■ Challenge 1
Put the stretch of the records from the line containing "[indicate] shrub (a" through the end of the records into a numbered list, skipping blank lines. Leave the pictures out.

■ Passage shown
━━━━━━━━━━━━━━━━━━━━━━━━━━━━━━
I just realized that the new Superman/Batman animated movie comes out on DVD tomorrow, along with Madonna's new Celebration album and DVD and realized, whoops, maybe I quit my job too soon. Well... I mean, it was so not worth the aggravation, but oh yeah, that's how you get money. And don't give me that Christmas is just around the corner nonsense. Like I'm going to wait to get these! It wouldn't be so bad, but we have that vacation coming up, so I really ought not to be spending money on non essentials, but we all know I'm going to anyway.
Also, aggravating is DC Universe Classics Wave 10 is hitting Walmart right now. So far, I haven't found them and luckily, I only want four of them, so yay that's $60 versus $95. But, I mean... it's still $60. I went hunting for them last week and didn't find them, but I did find the large Gotham City 5-Pack for $55. The problem was, I only wanted the Lex Luthor figure that was included. I already have Batman and he's dressed in my favorite version of his costume (where his cape, cowl, boots and gloves are royal blue like on the Super Friends) and Superman. I don't have Catwoman, but this version was wearing a rather garish lavender catsuit, so I didn't really want her and I didn't want Two Face because I just don't really like him. So obviously, I couldn't justify paying $55 for just one action figure. But then again, I didn't have Catwoman and Two Face and even though I wasn't crazy about them, they'd still help fill out my collection. Oh! And I could put THIS Batman (with black cape, etc.) on my shelf with the other Bat-Characters and move THAT Batman over to my Justice League/Super Friends shelves and I could put this Superman with the other Super-Characters! So there was no waste at all!!! I could use all of these so I HAD to buy the set! I love my brain sometimes!
The vacation is complicating the job hunting process, because I watched Flipping Out and this guy they hired, on his first day, asked for a day off. To go see Buffett. Which, quick aside, if someone gave me a Buffett ticket, I'd go to my job and say, "Hey, can you please schedule me an extra shift on this day so I don't have to go to a Buffett concert? Thanks!" But anyway, so we leave on Oct. 7th, which is... holy crap, next week! So yeah, I don't want to apply for a job and then be like, "Oh p.s., I'm leaving for a week. That's cool, right?" Not only that, but we're going to Memphis the first week of November. Oh here's another aside. So David said he wanted to leave on Saturday, Halloween. I was like, "So we're gonna miss Halloween?" And he was like, "Oh, I thought it would be fun to spend Halloween night in Memphis." WHY THE F!@#$ WOULD IT BE FUN TO SPEND HALLOWEEN NIGHT IN MEMPHIS?! We don't know anything about the city nor any person living there! That makes no sense whatsoever! I don't even have plans yet, but I still want to be home to give out candy at the very least! Also, I SO FREAKING LOVE my costume idea! So someone invite me to a party.
━━━━━━━━━━━━━━━━━━━━━━━━━━━━━━
■ Challenge 2
Output the stretch of the blog post from "I just realized" through "going to anyway." word for word.
━━━━━━━━━━━━━━━━━━━━━━━━━━━━━━
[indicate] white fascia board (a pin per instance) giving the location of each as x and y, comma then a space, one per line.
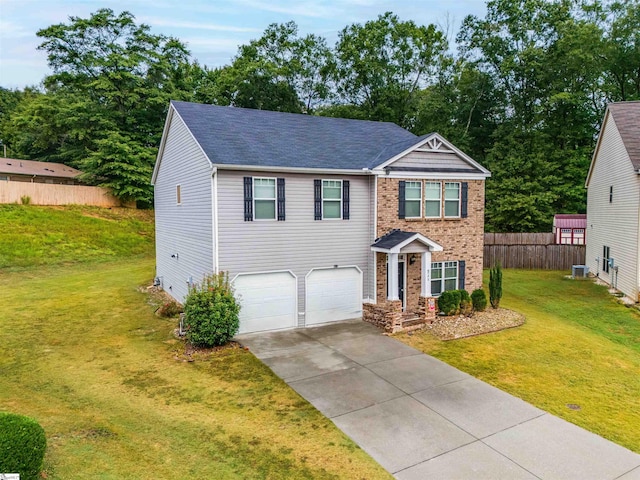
597, 149
433, 246
449, 145
432, 175
163, 141
324, 171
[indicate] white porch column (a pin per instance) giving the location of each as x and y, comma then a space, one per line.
425, 285
392, 273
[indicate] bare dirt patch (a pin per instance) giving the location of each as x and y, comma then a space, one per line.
461, 326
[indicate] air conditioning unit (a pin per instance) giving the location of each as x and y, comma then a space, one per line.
579, 271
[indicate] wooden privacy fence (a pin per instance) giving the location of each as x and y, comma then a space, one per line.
531, 251
51, 194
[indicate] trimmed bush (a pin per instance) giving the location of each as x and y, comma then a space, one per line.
479, 300
211, 312
465, 303
449, 302
22, 446
495, 285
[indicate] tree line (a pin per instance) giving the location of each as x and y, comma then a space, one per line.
523, 92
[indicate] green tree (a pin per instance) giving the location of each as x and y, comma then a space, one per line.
383, 64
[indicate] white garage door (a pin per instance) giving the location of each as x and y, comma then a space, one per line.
333, 294
268, 300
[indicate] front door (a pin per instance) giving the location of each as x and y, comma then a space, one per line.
401, 281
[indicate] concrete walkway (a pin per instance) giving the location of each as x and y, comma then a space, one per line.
421, 418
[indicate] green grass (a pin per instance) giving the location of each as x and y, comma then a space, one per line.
578, 346
35, 236
83, 353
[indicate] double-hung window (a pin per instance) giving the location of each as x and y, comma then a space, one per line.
413, 200
331, 199
432, 199
444, 276
264, 198
452, 199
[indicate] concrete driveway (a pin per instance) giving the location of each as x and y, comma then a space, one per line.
421, 418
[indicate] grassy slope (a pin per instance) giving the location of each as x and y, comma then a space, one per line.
84, 354
578, 346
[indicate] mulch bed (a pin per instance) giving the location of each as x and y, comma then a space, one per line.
461, 326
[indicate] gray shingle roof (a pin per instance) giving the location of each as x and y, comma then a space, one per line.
392, 239
627, 118
239, 136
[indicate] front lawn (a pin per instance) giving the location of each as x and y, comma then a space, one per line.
578, 347
83, 353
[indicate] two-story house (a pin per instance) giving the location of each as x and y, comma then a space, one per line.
312, 217
613, 200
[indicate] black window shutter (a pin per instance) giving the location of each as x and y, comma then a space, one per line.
401, 198
281, 215
463, 199
345, 199
248, 199
317, 203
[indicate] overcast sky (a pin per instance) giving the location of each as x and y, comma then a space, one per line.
212, 30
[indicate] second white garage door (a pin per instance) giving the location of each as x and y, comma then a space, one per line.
268, 301
333, 294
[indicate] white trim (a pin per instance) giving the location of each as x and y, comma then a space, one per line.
433, 246
463, 156
275, 198
316, 171
322, 200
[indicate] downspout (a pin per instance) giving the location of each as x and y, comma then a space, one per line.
214, 218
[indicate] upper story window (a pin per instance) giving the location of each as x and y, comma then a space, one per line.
264, 199
331, 199
441, 199
452, 199
413, 200
432, 199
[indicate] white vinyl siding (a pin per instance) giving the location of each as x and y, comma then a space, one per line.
452, 199
264, 198
444, 277
183, 211
331, 199
413, 200
614, 224
300, 244
432, 202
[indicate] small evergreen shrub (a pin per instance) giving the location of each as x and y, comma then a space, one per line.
449, 302
465, 302
495, 285
22, 446
211, 312
479, 300
169, 309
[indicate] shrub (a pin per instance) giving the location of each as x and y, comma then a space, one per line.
465, 302
449, 302
22, 446
479, 300
495, 285
211, 312
169, 309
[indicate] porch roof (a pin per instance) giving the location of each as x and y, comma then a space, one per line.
396, 239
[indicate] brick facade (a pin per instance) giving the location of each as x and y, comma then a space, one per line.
461, 238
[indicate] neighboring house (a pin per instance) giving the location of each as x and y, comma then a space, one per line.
38, 172
314, 216
613, 200
569, 229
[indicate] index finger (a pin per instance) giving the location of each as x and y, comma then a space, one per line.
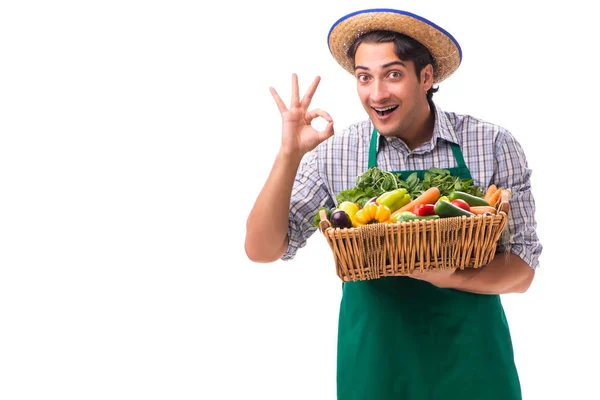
━━━━━━━━━━━━━━━━━━━━━━━━━━━━━━
■ Exercise output 1
1. [indicate] shrub (a pin per instance) giving the location of each as x and y, comma then a space, one per line.
2. 465, 302
3. 449, 302
4. 22, 446
5. 479, 300
6. 495, 285
7. 211, 312
8. 169, 309
9. [indicate] porch roof (a pin per instance) giving the location of each as x and y, comma then a space, one per line.
10. 396, 239
11. [indicate] brick facade (a pin per instance) giving the location of each as x and y, comma then a space, one per line.
12. 461, 238
13. [indicate] neighboring house (a pin per instance) giving the location of each as x and y, comma then a space, one per line.
14. 38, 172
15. 314, 216
16. 613, 200
17. 569, 229
18. [indicate] index finger (a pin per instance) giving the location of each as x and y, comma then a space, one per line.

■ Exercise output 2
I just realized that the new Superman/Batman animated movie comes out on DVD tomorrow, along with Madonna's new Celebration album and DVD and realized, whoops, maybe I quit my job too soon. Well... I mean, it was so not worth the aggravation, but oh yeah, that's how you get money. And don't give me that Christmas is just around the corner nonsense. Like I'm going to wait to get these! It wouldn't be so bad, but we have that vacation coming up, so I really ought not to be spending money on non essentials, but we all know I'm going to anyway.